▸ **SUPPLIED RECORDS**
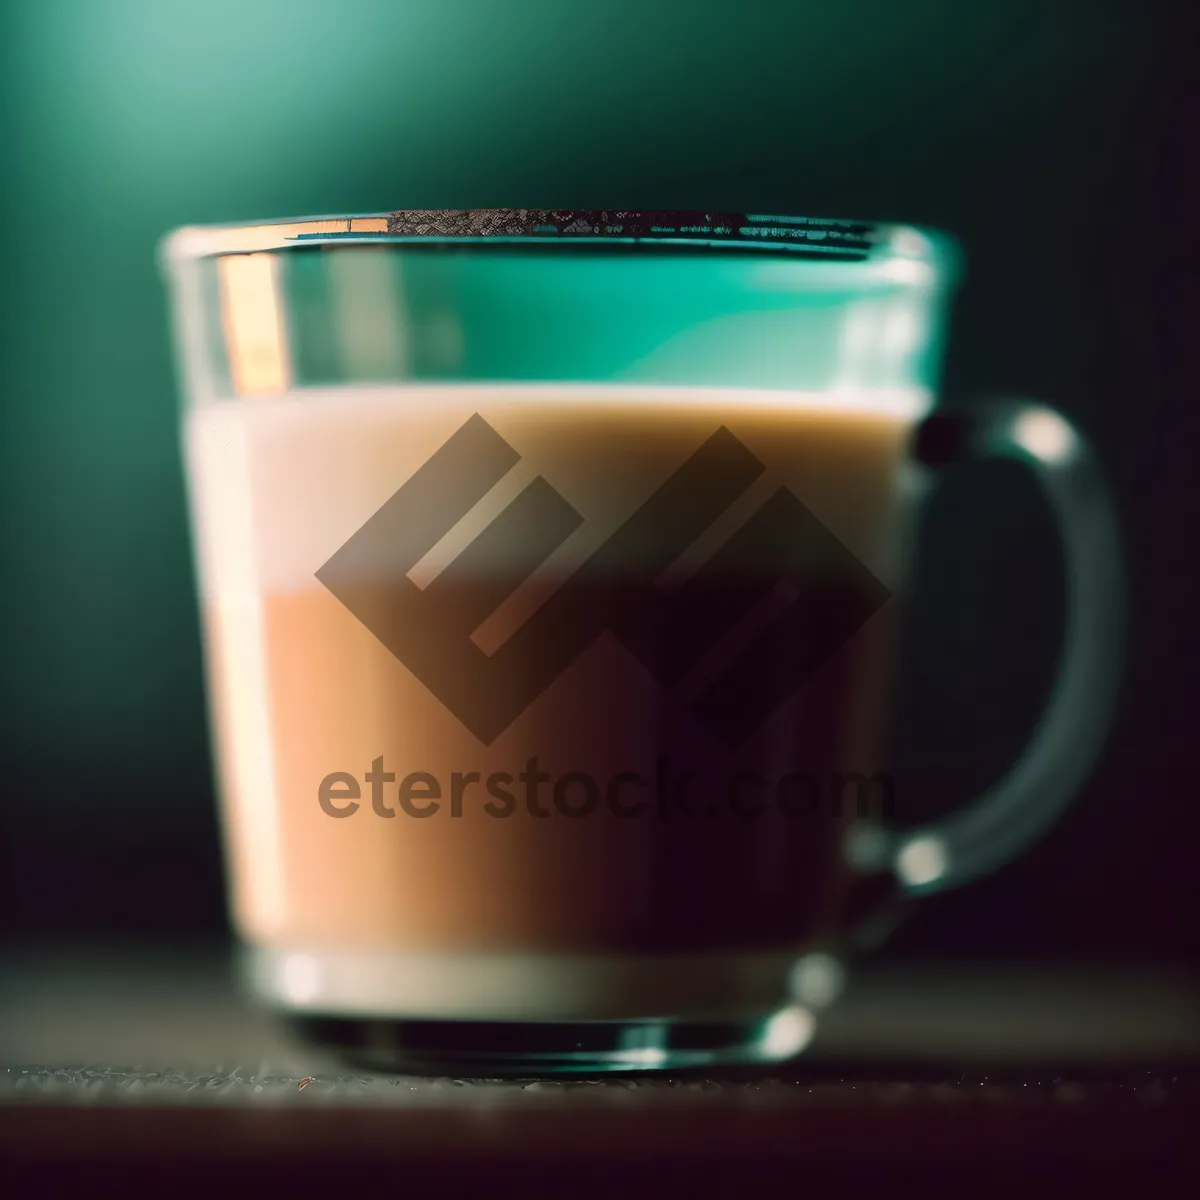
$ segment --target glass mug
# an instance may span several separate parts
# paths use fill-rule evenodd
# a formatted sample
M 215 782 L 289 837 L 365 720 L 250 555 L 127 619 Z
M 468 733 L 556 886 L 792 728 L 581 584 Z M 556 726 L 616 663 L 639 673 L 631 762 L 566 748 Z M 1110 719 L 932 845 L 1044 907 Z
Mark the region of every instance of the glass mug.
M 1109 723 L 1114 515 L 1050 409 L 935 403 L 956 255 L 741 213 L 177 230 L 162 261 L 231 906 L 268 1007 L 488 1072 L 799 1053 L 897 897 L 1013 857 Z M 882 761 L 936 468 L 1065 549 L 1008 776 L 897 828 Z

▸ **PROMPT**
Should a record include a picture, omit it from your copy and return the rest unchanged.

▸ **OUTPUT FOR THIS EXERCISE**
$ segment --target glass mug
# an instance may span several separate parts
# paths use fill-rule evenodd
# a formatted sample
M 215 782 L 289 837 L 365 720 L 250 555 L 127 619 Z
M 468 733 L 556 886 L 792 728 L 581 584 Z M 556 726 L 616 663 L 639 673 L 631 762 L 566 748 Z M 1110 719 L 932 845 L 1044 907 Z
Mark the region of every instance of the glass mug.
M 1109 723 L 1114 515 L 1050 409 L 935 403 L 956 255 L 741 213 L 177 230 L 162 261 L 231 906 L 268 1007 L 488 1072 L 799 1053 L 897 897 L 1013 857 Z M 882 761 L 936 468 L 1065 549 L 1008 776 L 897 828 Z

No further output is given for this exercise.